Time management is tricky within our busy lives. Once you really look at the benefits of exercise and how it will positively affect all aspects of our life, isn’t it worth it? Even 30 minutes 3-4 times a week can produce big results. Don’t have 30 minutes in one chunk? Split it up into 10 minute segments. It takes about three weeks to turn an activity into a habit. Just keep at it, and before you know it, exercise will become an essential part of daily life. I often think about how exercise is essential for my positive mind-set. I wish there was a camera showing people their facial expressions before and after a workout. Exercise releases endorphins. There’s a reason they call it “Runner’s High”. You actually feel a high when you are done! ha! How great is that?! Go get your daily exercise high. 🙂

Myth #6: I don’t “belong” at the gym. I’m not one of those fitness junkies. 

Oh my, did I believe this myth. Now that I’ve travelled this road to reclaim my life for 10 years now, I now understand the importance of a well-rounded balanced approach to health, happiness, and vitality. It’s not about a number on a scale or a short-term diet. For me, it requires a lifestyle of eating healthy (I follow the 80/20 rule), cardio, strength training, flexibility, and a focus on those elements that feed my soul and mind with positive. The old me would have read that last sentence and rolled my eyes. I just didn’t realize the joy that would come from living this way. The idea that another’s health and well-being is more important than my own is ridiculous. I used to believe taking that time for myself was selfish. It’s not selfish to take care of your body, mind, and soul. It’s essential for health and happiness. Of course we all belong at the very place that houses equipment to improve our cardio/muscular health.

______

__ACTION ITEM 1__:
Answer these questions from the excerpt on exercise, one line each:
(a) About how long does it take to turn an activity into a habit?
(b) What eating rule does the writer follow?
(c) For how many years has the writer been on the road to reclaim their life?
__ACTION ITEM 2__:
Do these statements agree with the excerpt on exercise? Answer yes or no for each, quoting the words that decide it.
(a) A 30-minute workout has to be done all at once.
(b) The writer once thought taking time for oneself was selfish.
(c) The writer says health is about a number on a scale.
__ACTION ITEM 3__: Continue the excerpt on exercise from its last sentence.

______

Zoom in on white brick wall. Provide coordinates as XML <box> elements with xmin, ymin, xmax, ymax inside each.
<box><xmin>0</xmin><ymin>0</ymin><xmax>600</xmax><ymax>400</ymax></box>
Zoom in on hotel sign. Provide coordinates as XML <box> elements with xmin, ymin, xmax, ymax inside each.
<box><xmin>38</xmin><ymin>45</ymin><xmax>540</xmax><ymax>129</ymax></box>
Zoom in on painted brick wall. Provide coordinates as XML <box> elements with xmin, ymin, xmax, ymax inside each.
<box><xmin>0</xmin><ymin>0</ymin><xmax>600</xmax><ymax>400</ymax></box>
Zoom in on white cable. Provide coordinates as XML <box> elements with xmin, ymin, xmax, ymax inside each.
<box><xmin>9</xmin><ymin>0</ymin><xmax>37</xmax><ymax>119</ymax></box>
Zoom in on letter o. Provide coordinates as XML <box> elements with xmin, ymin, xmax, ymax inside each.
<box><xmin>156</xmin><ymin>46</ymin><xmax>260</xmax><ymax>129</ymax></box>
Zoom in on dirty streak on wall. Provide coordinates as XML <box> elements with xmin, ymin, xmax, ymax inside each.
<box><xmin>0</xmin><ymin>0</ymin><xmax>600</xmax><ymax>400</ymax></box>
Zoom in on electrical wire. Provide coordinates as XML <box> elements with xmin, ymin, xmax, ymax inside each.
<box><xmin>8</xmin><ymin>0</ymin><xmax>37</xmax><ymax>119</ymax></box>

______

__EXERCISE RESULT 1__:
(a) About three weeks.
(b) The 80/20 rule.
(c) 10 years.

__EXERCISE RESULT 2__:
(a) No: "Don’t have 30 minutes in one chunk? Split it up into 10 minute segments."
(b) Yes: "I used to believe taking that time for myself was selfish."
(c) No: "It’s not about a number on a scale or a short-term diet."

__EXERCISE RESULT 3__:
Myth #7: I’ll go to the gym when I’m more fit.

I had to take the power & intimidation out of the word “gym”. It’s just a space to sweat and work. That’s all. What I’ve gained from that atmosphere is something I didn’t expect. Although I prefer to workout alone, I have gained social interaction I didn’t expect. The people I have met at the gym are amazing. There are no classes of people there. Those business professionals who sport a suit in their day jobs wear sweat pants just like I do. We are all the same, working towards a common goal. It’s not about your external appearance, it’s about pushing yourself a little further every time. Gaining confidence with each workout. It’s about feeling pride within your efforts. Why does one have to be at a certain fitness level to enjoy those elements? Again, ridiculous nonsense.

If you share any of these myths that I once believed, I hope I encouraged you to think about the gym atmosphere in a different way. Go try it out if you’ve been fearful to do so…what do you have to lose (except a bunch of calories burned and a whole lot of stress of your shoulders)?